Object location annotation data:
____________________
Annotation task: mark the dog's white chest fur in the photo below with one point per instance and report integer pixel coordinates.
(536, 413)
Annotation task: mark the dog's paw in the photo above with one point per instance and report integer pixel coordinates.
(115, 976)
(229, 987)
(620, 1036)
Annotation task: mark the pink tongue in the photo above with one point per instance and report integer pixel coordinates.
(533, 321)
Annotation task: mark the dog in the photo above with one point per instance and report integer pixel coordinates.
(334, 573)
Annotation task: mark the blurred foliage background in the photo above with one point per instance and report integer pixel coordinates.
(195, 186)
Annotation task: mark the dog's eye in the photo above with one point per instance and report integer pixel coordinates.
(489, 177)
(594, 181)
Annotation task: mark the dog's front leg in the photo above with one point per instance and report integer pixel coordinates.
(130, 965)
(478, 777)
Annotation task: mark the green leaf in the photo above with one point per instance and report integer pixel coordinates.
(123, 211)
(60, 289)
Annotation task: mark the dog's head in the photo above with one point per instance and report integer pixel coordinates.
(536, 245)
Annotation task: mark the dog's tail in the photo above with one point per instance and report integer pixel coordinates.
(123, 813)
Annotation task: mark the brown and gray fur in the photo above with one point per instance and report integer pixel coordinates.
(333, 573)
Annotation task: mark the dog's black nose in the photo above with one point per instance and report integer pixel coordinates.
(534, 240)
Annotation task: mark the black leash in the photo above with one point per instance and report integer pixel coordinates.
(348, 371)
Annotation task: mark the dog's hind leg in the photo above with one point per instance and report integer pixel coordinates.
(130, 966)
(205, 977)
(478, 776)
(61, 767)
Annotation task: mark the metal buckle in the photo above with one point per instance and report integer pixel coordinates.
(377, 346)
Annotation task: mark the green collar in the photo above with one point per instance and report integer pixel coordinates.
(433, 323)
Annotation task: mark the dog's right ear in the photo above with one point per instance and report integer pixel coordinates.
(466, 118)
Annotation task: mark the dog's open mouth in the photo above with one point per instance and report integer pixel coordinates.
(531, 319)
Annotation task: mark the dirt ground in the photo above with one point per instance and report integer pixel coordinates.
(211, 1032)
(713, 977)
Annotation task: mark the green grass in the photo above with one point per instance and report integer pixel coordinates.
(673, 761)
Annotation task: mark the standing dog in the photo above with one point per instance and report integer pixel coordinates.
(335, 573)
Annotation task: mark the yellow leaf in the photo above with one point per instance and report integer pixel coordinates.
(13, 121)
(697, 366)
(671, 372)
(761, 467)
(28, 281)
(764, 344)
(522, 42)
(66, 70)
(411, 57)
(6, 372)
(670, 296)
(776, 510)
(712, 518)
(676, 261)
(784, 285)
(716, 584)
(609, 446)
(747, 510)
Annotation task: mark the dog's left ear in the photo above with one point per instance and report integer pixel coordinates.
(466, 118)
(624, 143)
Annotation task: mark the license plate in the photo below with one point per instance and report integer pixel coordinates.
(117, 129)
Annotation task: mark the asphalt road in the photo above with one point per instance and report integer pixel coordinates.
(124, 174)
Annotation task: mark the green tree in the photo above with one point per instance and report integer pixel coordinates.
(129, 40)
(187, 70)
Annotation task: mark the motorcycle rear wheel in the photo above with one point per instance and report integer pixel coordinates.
____________________
### Task brief
Repeat the whole listing exactly, keeping every line intact.

### Result of the task
Annotation task: mark the dog's white chest fur in the photo below with one point per instance and report integer pixel coordinates.
(536, 413)
Annotation task: mark the dog's paw in the photo above with one point per instance and report integer pixel coordinates.
(115, 976)
(229, 987)
(620, 1036)
Annotation task: mark the pink tongue in the photo above with one point per instance and report integer pixel coordinates.
(533, 321)
Annotation task: mark the dog in the photo above with one point per instance and report integer pixel coordinates.
(334, 573)
Annotation task: mark the blurred foliage background in the photo above with one point per instance and report integer pixel coordinates.
(195, 186)
Annotation task: mark the dog's eye in the photo above with one point per instance and report integer pixel coordinates.
(489, 177)
(594, 181)
Annotation task: mark the dog's front leg in the photo above with one point per instance and report integer pixel coordinates.
(130, 965)
(478, 777)
Annotation task: mark the green leaf in the photo above with one point per instance and report integer pixel coordinates.
(123, 211)
(60, 289)
Annotation task: mark the dog's head in the photo above with one point per instance and report integer pixel coordinates.
(536, 245)
Annotation task: mark the dog's tail in the photo above with one point per instance and report integer pixel coordinates.
(123, 813)
Annotation task: mark the brown and gray fur in the photo above with one point per instance and report integer pixel coordinates.
(333, 573)
Annotation task: mark the dog's black nose in the photo above with one point per instance and report integer pixel coordinates.
(534, 240)
Annotation task: mark the black leash in the photo above with one point per instance and report integer pixel coordinates.
(348, 371)
Annotation task: mark the dog's hind leg in the photo above with one point per instance and report integer pixel coordinates.
(130, 966)
(205, 977)
(478, 776)
(61, 767)
Annotation task: mark the metal buckle in the photo above with one point per instance and report integer pixel coordinates.
(377, 346)
Annotation task: mark the green collar in the photo above with one point per instance and report integer pixel coordinates.
(433, 323)
Annotation task: mark the dog's right ear in the photo above with one point per instance and report integer pixel coordinates.
(466, 118)
Annotation task: mark the dog's open mouth in the photo above with one point per instance and report integer pixel coordinates.
(531, 319)
Annotation task: mark the dirt ground in the photo above with one point per instance and report integer pixel coordinates.
(211, 1032)
(713, 977)
Annotation task: mark the green grass in the photo above with one point per instance and report integer pixel coordinates.
(673, 761)
Annotation task: mark the standing dog in the photo above with one point per instance and report integer pixel coordinates.
(335, 573)
Annotation task: mark the yellow leaf in the photo above with one point per instance and report integer pixel coordinates.
(13, 121)
(697, 366)
(671, 372)
(761, 467)
(28, 281)
(764, 344)
(522, 42)
(66, 70)
(411, 57)
(6, 372)
(670, 296)
(776, 510)
(712, 518)
(676, 261)
(784, 285)
(716, 584)
(609, 446)
(747, 510)
Annotation task: mark the dog's left ear in the photo above with one point per instance and report integer pixel coordinates.
(466, 118)
(624, 143)
Annotation task: mark the license plate in the photo below with one point per instance and report integer pixel coordinates.
(117, 129)
Annotation task: mark the asphalt road in the photo above with one point per instance and report integer pixel coordinates.
(124, 174)
Annotation task: mark the green tree in the photo above with one point per instance and report integer pixel coordinates.
(129, 40)
(187, 70)
Annotation task: mark the motorcycle rear wheel in the photo above with one point per instance and report integer pixel coordinates.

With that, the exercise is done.